#### [Aim of the task]
Repeat each record exactly. Any picture gets left out.

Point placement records
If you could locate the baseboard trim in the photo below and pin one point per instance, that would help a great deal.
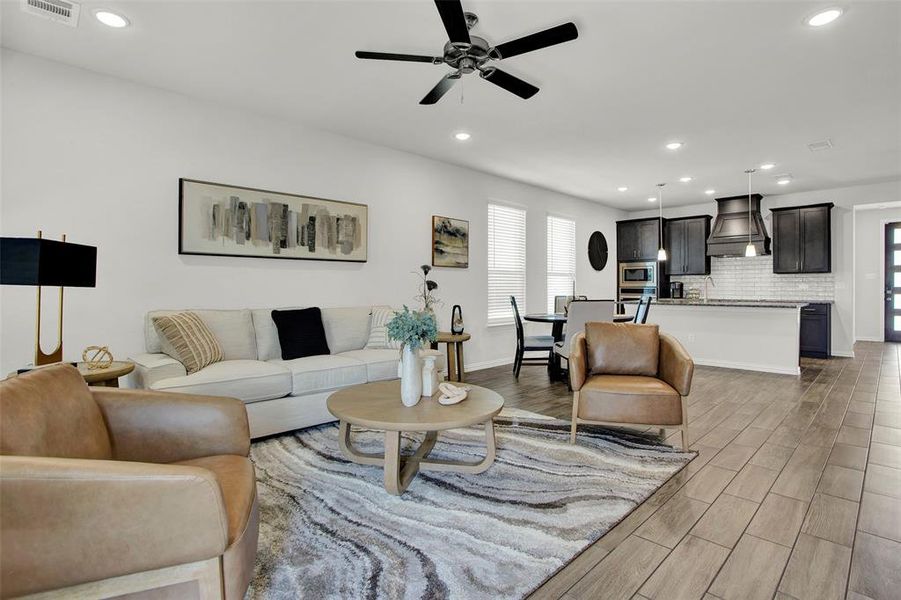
(749, 367)
(488, 364)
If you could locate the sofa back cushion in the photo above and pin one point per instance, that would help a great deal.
(50, 412)
(233, 329)
(346, 328)
(622, 348)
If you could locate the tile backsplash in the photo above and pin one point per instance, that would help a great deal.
(753, 279)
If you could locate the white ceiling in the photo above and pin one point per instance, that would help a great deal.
(739, 82)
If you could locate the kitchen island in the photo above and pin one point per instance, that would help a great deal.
(754, 335)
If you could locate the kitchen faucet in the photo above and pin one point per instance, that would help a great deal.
(706, 293)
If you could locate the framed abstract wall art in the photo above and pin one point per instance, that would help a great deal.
(450, 242)
(226, 220)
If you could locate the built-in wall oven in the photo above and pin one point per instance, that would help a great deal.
(638, 275)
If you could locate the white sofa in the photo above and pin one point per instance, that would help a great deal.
(280, 395)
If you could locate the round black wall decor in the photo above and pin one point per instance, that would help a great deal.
(597, 251)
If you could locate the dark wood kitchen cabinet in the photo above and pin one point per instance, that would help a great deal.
(802, 239)
(686, 245)
(816, 330)
(638, 239)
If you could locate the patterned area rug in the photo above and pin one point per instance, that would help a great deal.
(329, 530)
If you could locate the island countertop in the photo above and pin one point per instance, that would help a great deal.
(738, 302)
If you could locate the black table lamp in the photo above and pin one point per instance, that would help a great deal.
(38, 262)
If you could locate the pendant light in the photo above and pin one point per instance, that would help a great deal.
(750, 250)
(661, 252)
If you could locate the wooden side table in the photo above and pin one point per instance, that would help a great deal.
(454, 341)
(108, 377)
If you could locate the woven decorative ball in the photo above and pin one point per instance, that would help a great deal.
(97, 357)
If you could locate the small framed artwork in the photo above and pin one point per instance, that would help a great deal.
(450, 242)
(215, 219)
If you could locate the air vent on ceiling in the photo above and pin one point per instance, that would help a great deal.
(54, 10)
(820, 146)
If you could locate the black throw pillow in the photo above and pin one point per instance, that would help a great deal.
(300, 332)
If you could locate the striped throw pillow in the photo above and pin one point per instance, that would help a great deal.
(378, 329)
(188, 340)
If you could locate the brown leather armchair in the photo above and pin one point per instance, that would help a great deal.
(631, 375)
(108, 492)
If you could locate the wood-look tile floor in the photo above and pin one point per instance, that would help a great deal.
(795, 493)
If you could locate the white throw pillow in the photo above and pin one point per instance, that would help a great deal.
(378, 328)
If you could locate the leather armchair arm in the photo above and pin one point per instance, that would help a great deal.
(70, 521)
(578, 362)
(163, 427)
(675, 365)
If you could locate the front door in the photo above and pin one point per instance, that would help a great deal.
(893, 282)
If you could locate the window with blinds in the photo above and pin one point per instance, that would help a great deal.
(561, 258)
(506, 262)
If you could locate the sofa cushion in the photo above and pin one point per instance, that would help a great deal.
(321, 373)
(186, 338)
(630, 399)
(346, 328)
(378, 328)
(233, 329)
(266, 332)
(300, 332)
(247, 380)
(380, 364)
(622, 348)
(237, 482)
(50, 412)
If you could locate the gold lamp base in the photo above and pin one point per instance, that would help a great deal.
(56, 355)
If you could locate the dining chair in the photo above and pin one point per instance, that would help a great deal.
(529, 343)
(581, 312)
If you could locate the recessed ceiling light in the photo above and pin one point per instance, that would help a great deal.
(111, 19)
(824, 17)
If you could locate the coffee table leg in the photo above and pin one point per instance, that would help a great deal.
(467, 467)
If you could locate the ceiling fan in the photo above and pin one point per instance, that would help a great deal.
(467, 53)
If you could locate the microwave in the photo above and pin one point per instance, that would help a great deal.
(638, 274)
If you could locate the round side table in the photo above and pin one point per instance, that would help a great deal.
(108, 377)
(454, 341)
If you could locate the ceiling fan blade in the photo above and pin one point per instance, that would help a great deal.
(392, 56)
(549, 37)
(443, 87)
(451, 12)
(511, 83)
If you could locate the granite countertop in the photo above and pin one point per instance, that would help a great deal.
(732, 302)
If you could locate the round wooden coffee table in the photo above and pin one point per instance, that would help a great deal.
(378, 406)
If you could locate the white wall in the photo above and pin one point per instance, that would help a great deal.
(99, 158)
(869, 277)
(842, 241)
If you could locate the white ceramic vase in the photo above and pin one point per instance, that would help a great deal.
(410, 377)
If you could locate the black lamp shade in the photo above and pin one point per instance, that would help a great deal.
(36, 261)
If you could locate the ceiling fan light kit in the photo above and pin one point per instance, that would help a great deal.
(467, 53)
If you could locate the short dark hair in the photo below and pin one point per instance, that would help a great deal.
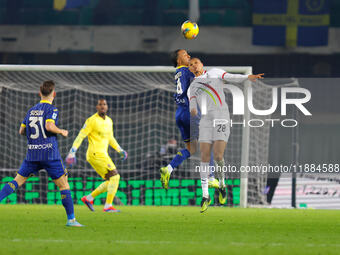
(174, 56)
(101, 99)
(46, 88)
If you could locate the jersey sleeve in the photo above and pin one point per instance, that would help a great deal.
(113, 142)
(87, 127)
(52, 116)
(85, 130)
(192, 96)
(223, 75)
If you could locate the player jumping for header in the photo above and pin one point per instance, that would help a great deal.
(187, 126)
(206, 95)
(99, 129)
(40, 128)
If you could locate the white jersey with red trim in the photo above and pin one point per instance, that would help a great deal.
(206, 91)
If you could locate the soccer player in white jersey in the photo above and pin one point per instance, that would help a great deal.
(206, 95)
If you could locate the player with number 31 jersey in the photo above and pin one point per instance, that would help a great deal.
(41, 144)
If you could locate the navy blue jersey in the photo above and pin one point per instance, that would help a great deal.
(183, 77)
(41, 144)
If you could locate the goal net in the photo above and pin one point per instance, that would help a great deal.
(142, 108)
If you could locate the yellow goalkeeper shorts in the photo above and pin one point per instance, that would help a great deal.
(101, 163)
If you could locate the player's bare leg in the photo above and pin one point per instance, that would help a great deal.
(191, 148)
(204, 173)
(219, 148)
(112, 187)
(12, 186)
(67, 201)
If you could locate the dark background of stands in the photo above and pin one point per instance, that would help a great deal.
(160, 13)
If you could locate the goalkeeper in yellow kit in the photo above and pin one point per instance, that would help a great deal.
(99, 130)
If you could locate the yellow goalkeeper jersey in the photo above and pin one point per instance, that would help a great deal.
(100, 135)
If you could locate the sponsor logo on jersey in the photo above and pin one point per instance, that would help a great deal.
(36, 113)
(39, 146)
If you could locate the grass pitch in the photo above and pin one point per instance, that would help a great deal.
(40, 229)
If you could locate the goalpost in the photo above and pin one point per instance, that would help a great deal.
(142, 108)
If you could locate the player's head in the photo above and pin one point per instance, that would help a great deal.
(180, 57)
(102, 106)
(47, 90)
(196, 66)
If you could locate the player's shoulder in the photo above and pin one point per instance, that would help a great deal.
(183, 70)
(215, 71)
(93, 117)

#### [Full solution]
If you could locate the baseboard trim in the photo below and pin one point per instance, that would help a great deal.
(749, 367)
(488, 364)
If you could locate the sofa back cushion in the photo above and pin one point per instance, that would help a great deal.
(50, 412)
(233, 329)
(346, 328)
(622, 348)
If you could locate the tile backsplash in the photo above and pin one point per instance, that would help a great deal.
(753, 279)
If you could locate the white ceiling in the photo above and pin one point per instance, that would help a great deal.
(739, 82)
If you could locate the kitchen island in the photo above and pin one point per instance, that would help a great deal.
(754, 335)
If you could locate the kitchen faucet in the photo above and pin one point per instance, that would help a great deal.
(706, 293)
If you could locate the framed abstract wall art in the photo above and pin one point per instance, that would help a great deal.
(450, 242)
(226, 220)
If you could locate the built-in wall oven in the photo above and pin one point per instance, that would help a great deal.
(638, 275)
If you could locate the white sofa in the photo above and pin one point per instance, that would help a great deal.
(280, 395)
If you could locate the round black wall decor in the photo above and pin one point per instance, that would help a great deal.
(597, 251)
If you could locate the dark wood kitchen cabinet in the photo above and pin one point per instance, that would help a great deal.
(802, 239)
(686, 245)
(816, 330)
(638, 239)
If you could locate the patterned area rug in the photo above and pin one point per instance, that would help a great deal.
(329, 530)
If you could locate the island countertop in the photo above and pin one point per instance, that would help a great deal.
(738, 302)
If you could locate the black table lamp in the photo above and pin one point per instance, that would help a great deal.
(38, 262)
If you could locate the pendant light in the photo above and pin one point per instance, that would help a great deal.
(750, 250)
(661, 252)
If you could locate the wooden side table in the photo above and pin one point per instance, that would help a great deal.
(454, 341)
(108, 377)
If you could locate the woven decorative ball in the photo above and pin one point per instance, that would help a great deal.
(97, 357)
If you could locate the small framed artwork in the photo above and pin one point per instance, that would help a great deal.
(450, 242)
(215, 219)
If you could locate the air vent on ceiling in the photo above and pin one point per instance, that would help a great deal.
(54, 10)
(820, 146)
If you could locate the black throw pillow in the photo above and pin one point per instance, that would help a great deal.
(300, 332)
If you could locate the striped throw pillow in the photo above and pin one point per instance, that would help a great deal.
(378, 329)
(188, 340)
If you could locate the brown leather armchair in the photo above and pin one point per instance, that would help a great deal.
(631, 375)
(108, 492)
If you could locate the wood-look tile floor in the photo above and pin one point per instance, that would help a great deal.
(795, 493)
If you could locate the white throw pillow in the photo above and pin one point per instance, that would help a great deal.
(378, 328)
If you could locate the leather armchair arm in the photo above and pin one point per instance, that would help a great deal.
(70, 521)
(578, 362)
(163, 427)
(675, 365)
If you could locate the front door in the photo above and pin one point per instance, that would help a great deal.
(893, 282)
If you could locate the window with blinds in the photo above and pin one point per instance, that would help a great deal.
(561, 258)
(506, 262)
If you could locate the sofa cushion in the photo above and pin one point per instance, that would help a great deal.
(321, 373)
(186, 338)
(630, 399)
(346, 328)
(378, 328)
(233, 329)
(266, 332)
(300, 332)
(247, 380)
(380, 364)
(622, 348)
(237, 482)
(50, 412)
If you could locate the gold lamp base in the photo above and pin one point per instance, that would help a great deal.
(56, 355)
If you could locate the dining chair in the photo above and pin one point per instance, that would help a great deal.
(529, 343)
(581, 312)
If you could locate the recessed ceiling light in the photo above and pin one point per instance, that would help a great deal.
(111, 19)
(824, 17)
If you could locate the coffee table leg in the photo above and pin one point per instance, that would help a great deal.
(467, 467)
If you could locate the ceiling fan in the photo above and pin one point per instance, that would help a great deal.
(467, 53)
If you could locate the microwave in the photo above and pin one point per instance, that would help a great deal.
(638, 274)
If you could locate the round side table in the photo above and pin one point per instance, that would help a great deal.
(108, 377)
(454, 341)
If you could locate the ceiling fan blade in the photo above and pin one point per instance, that would help a great deal.
(392, 56)
(549, 37)
(443, 87)
(451, 12)
(511, 83)
If you could locate the granite countertop in the photo above and pin one point per instance, that would help a great deal.
(732, 302)
If you could locate the round wooden coffee table in the photo above and pin one point per instance, that would help a great deal.
(378, 406)
If you could locate the white wall in the photo above and pin one point per instance, that would help a great deal.
(99, 158)
(869, 277)
(842, 241)
If you could locate the white ceramic vase in the photo above and pin one point per instance, that would help a great deal.
(410, 377)
If you could locate the black lamp shade in the photo above and pin one point per instance, that would help a great deal.
(36, 261)
If you could locate the ceiling fan light kit in the photo above and pin one point per instance, that would help a great deal.
(467, 53)
If you could locate the short dark hair in the photo below and pin one point per instance, that would help a great deal.
(174, 56)
(101, 99)
(46, 88)
If you could locate the jersey sleeve in the photo above and pin one point per instance, that would help a great deal.
(113, 142)
(87, 127)
(52, 116)
(85, 130)
(192, 96)
(223, 75)
If you could locate the player jumping for header in the photo above and pin one point per instance, that would help a great deal.
(187, 126)
(206, 95)
(99, 129)
(40, 128)
If you could locate the white jersey with red trim in the photo above and pin one point per instance, that would help a great deal.
(206, 91)
If you could locate the soccer player in white jersey in the photo above and pin one point per instance, that would help a great deal.
(206, 95)
If you could locate the player with number 31 jersey in the photo above and pin one point per instance, that would help a great deal.
(41, 144)
If you could locate the navy blue jersey in the photo above and pin one point per instance, that would help a great deal.
(183, 77)
(41, 144)
If you could locate the goal net in the photo above and pin one point per instance, that would help a great deal.
(142, 108)
If you could locate the yellow goalkeeper shorts in the photo above and pin one point per instance, that would help a great deal.
(101, 163)
If you could locate the player's bare leg in the photo above and pin one point per instance, that would help a great deal.
(191, 148)
(204, 173)
(219, 148)
(112, 187)
(12, 186)
(67, 201)
If you could locate the dark background of stands in the photo above and pin one point per instance, that would help a great deal.
(160, 13)
If you could locate the goalkeeper in yellow kit in the photo above and pin one point per instance, that would help a great deal.
(99, 130)
If you could locate the yellow goalkeeper jersey in the photo above and pin one point per instance, that would help a great deal.
(100, 135)
If you could locate the sponsor logo on jersey in the photo above and pin one point per instance, that would help a great deal.
(36, 113)
(39, 146)
If you could locate the grass pitch in the photo above and pin one point per instance, that would help a great deal.
(40, 229)
If you could locate the goalpost in the photo above and pin one point per instance, that would help a great deal.
(142, 108)
If you could locate the player's head in the photo above and pin one point per instance, that would help a great deal.
(180, 57)
(102, 106)
(47, 90)
(196, 66)
If you could locate the player's shoulder in the photo above and pin one point per instance, that would help a great deal.
(183, 70)
(215, 71)
(93, 117)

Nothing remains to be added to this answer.